> _Records for this exercise_:
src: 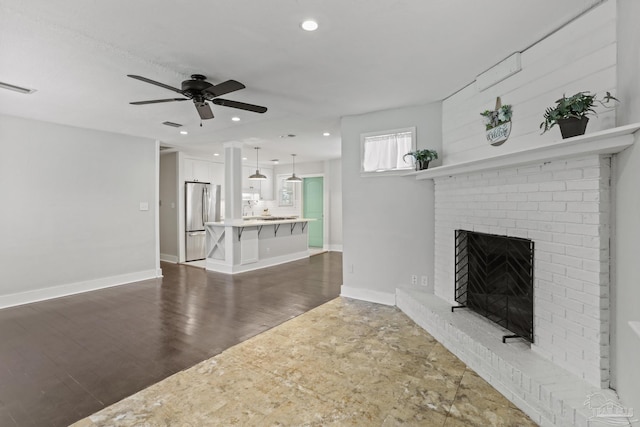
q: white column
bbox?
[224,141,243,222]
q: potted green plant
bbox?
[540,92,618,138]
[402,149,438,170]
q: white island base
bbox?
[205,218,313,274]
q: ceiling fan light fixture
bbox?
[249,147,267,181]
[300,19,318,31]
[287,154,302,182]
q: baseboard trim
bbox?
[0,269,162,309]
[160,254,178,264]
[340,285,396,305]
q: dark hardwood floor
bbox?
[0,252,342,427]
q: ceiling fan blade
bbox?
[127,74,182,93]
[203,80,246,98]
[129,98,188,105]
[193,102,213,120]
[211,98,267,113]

* * *

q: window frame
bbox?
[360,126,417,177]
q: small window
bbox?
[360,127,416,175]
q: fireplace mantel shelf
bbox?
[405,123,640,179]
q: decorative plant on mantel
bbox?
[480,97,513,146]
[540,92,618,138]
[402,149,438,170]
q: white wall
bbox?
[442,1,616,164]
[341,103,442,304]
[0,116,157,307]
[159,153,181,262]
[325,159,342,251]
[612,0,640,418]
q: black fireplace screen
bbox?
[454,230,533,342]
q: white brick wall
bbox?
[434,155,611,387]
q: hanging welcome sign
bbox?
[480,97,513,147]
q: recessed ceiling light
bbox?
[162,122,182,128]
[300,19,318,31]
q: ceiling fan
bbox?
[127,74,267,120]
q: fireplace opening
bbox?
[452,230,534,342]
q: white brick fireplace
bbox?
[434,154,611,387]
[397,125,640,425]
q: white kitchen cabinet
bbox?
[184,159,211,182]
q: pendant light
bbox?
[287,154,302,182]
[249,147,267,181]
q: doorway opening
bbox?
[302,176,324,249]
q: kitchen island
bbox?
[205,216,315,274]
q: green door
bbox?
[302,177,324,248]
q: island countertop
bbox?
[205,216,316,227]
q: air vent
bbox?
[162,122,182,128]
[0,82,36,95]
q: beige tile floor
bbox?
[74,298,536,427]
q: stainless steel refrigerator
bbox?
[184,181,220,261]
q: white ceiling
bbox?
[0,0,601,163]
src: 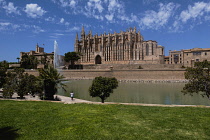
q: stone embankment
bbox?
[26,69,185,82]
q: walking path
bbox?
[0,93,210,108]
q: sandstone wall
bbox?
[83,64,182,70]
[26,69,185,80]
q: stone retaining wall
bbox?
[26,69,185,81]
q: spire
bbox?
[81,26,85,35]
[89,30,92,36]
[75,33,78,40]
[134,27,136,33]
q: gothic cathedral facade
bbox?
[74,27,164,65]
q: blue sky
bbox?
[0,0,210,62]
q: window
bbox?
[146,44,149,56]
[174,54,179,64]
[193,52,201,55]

> _Directions_: Rewrite the records between the line holding "q: white island base" and the line holding "[211,98,267,113]", inclusive, swapping "ceiling fan" for "overhead fan" and leaving everything else unchanged.

> _Exercise answer_:
q: white island base
bbox?
[205,218,313,274]
q: overhead fan light fixture
bbox?
[249,147,267,181]
[300,19,318,31]
[287,154,302,182]
q: baseboard trim
bbox?
[0,269,162,309]
[160,254,178,264]
[340,285,396,305]
q: dark hardwood floor
bbox?
[0,252,342,427]
q: overhead fan blade
bbox?
[127,74,182,93]
[203,80,246,98]
[129,98,188,105]
[193,102,213,120]
[211,98,267,113]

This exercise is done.